__Stated task__
Starting at the line that contains "black baseball cap.", copy each line through the end of the listing below. Include both ends and output nothing more.

__The data__
▼

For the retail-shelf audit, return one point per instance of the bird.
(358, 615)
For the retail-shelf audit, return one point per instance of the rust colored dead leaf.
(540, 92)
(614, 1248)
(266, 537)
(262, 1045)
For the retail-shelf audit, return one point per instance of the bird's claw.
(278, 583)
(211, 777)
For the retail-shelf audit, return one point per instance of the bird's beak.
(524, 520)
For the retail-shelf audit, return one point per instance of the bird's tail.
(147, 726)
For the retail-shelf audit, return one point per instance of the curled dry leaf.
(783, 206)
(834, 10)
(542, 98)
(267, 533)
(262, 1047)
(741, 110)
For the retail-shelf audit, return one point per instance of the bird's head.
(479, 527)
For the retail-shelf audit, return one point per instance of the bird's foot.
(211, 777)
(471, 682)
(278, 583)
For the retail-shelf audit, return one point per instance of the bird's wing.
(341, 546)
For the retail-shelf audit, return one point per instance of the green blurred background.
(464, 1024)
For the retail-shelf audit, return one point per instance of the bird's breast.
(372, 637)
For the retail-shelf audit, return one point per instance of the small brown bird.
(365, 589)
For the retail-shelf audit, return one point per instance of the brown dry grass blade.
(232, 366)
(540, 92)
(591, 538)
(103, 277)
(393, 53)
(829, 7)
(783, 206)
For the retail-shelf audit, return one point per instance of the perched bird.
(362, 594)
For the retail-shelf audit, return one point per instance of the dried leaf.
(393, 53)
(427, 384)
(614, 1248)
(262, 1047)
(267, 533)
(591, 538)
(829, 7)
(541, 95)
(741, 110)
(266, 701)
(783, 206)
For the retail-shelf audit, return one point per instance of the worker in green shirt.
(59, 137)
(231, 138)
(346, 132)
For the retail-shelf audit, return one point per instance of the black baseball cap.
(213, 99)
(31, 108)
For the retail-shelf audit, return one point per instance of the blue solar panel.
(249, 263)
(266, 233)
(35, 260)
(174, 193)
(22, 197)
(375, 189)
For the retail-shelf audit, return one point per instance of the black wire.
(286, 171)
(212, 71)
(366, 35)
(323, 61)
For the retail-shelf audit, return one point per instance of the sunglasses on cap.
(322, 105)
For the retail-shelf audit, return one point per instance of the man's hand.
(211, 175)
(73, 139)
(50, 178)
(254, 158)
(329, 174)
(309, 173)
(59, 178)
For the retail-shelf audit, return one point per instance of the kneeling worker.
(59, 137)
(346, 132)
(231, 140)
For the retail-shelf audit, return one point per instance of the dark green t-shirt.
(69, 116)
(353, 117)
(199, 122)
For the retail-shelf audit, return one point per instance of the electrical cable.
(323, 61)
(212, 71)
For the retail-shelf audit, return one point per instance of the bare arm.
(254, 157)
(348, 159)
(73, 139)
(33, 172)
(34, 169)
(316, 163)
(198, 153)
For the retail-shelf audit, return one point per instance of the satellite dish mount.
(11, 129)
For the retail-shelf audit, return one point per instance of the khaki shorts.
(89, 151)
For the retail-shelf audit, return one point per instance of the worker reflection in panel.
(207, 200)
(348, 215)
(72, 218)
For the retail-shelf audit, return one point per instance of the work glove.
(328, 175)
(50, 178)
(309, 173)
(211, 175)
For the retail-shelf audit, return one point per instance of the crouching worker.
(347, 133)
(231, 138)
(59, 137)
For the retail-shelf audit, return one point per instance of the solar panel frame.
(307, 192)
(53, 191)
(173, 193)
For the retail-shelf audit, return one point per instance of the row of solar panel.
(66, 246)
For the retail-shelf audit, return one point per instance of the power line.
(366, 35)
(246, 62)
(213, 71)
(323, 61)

▲

__Solution for this exercise__
For the retail-shelf audit, return one point per instance of the black baseball cap.
(213, 99)
(31, 108)
For the retail-shelf audit, return one point per instance of the blue solar panel.
(249, 263)
(266, 233)
(35, 260)
(174, 193)
(22, 197)
(375, 189)
For the retail-shelf audit, return one point per instance of the black wire.
(286, 171)
(212, 71)
(366, 35)
(323, 61)
For the retail-shelf audit, return one point per instance of the sunglasses on cap.
(322, 105)
For the retail-shelf audit, return one point per instance of the man's hand.
(211, 175)
(73, 139)
(50, 178)
(254, 158)
(329, 174)
(309, 173)
(59, 178)
For the retail-shelf audit, return one point per instance of the kneeling worker.
(59, 137)
(346, 132)
(231, 140)
For the retail-shelf audit, return one point per instance of the dark green t-shirt.
(69, 116)
(353, 117)
(199, 122)
For the retail-shelf audit, return one point per instance of the electrical cable.
(323, 61)
(212, 71)
For the retail-shelf audit, return one point per instance of the bare arm.
(254, 157)
(348, 159)
(73, 139)
(33, 172)
(34, 169)
(316, 163)
(198, 153)
For the retail-shelf audit, return one point per instance of the satellite dish mount.
(11, 129)
For the retail-shelf audit, return one point per instance of the khaki shorts.
(89, 151)
For the retail-shelf audit, return one point per instance of the worker reflection in panel.
(207, 200)
(348, 215)
(72, 218)
For the retail-shelf audit, return one point per instance of the work glove.
(328, 175)
(50, 178)
(309, 173)
(211, 175)
For the retail-shelf audit, return one point per instance of the crouching worker.
(347, 133)
(231, 138)
(59, 137)
For the retail-shelf audit, return one point per instance of the solar panel frame.
(307, 192)
(53, 191)
(173, 193)
For the retail-shelf audit, return one point per instance of the row of solar panel.
(66, 246)
For the retail-shelf audit, return one point per instance of the power line.
(366, 35)
(246, 62)
(213, 71)
(323, 61)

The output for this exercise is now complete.